Problem set —
1 > Reproduce the part of the ringfencing remarks below that opens with the words containing "It is recognised" and closes with "to the regime.".
2 > Answer these questions using the ringfencing remarks below.
(a) In what year did the independent review release its final report?
(b) What increase to the deposit threshold did the Treasury propose?
(c) According to the remarks, what will a competitive and dynamic market improve?

Start of Excerpted text

I thank the Opposition spokesperson for his questions. I am grateful that he is supporting us. He agrees that the SIs represent an important step in ensuring that our approach for the regulation of financial services is effective and proportionate. We feel that these are sensible, technical reforms. The Treasury undertook detailed work with the PRA after the independent review, which the hon. Gentleman mentioned, released its final report in 2022, consulting on a draft package of measures in 2023 and refined those proposals in line with feedback.

It is recognised that the ringfencing regime was originally designed so that the threshold would need to be adjusted over time to reflect the evolution of banking practices and growth in the deposit base. The Treasury considered several metrics as well as financial stability and competition considerations in proposing the £10 billion increase. Increasing the deposit threshold will provide smaller banks with more headroom to grow before being subject to the requirements and costs of ringfencing. We feel that will support domestic competition in retail banking markets. A competitive and dynamic market will improve outcomes for depositors. The reform may encourage inward investment in the UK as new entrants to the UK banking market will have more room to develop economies of scale before being subject to the regime.

End of Excerpted text
Start of Recorded information

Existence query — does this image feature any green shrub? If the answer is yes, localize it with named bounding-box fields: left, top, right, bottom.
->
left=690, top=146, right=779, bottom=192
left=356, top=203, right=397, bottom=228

End of Recorded information

Solution set —
1 >
It is recognised that the ringfencing regime was originally designed so that the threshold would need to be adjusted over time to reflect the evolution of banking practices and growth in the deposit base. The Treasury considered several metrics as well as financial stability and competition considerations in proposing the £10 billion increase. Increasing the deposit threshold will provide smaller banks with more headroom to grow before being subject to the requirements and costs of ringfencing. We feel that will support domestic competition in retail banking markets. A competitive and dynamic market will improve outcomes for depositors. The reform may encourage inward investment in the UK as new entrants to the UK banking market will have more room to develop economies of scale before being subject to the regime.

2 >
(a) 2022
(b) A £10 billion increase
(c) Outcomes for depositors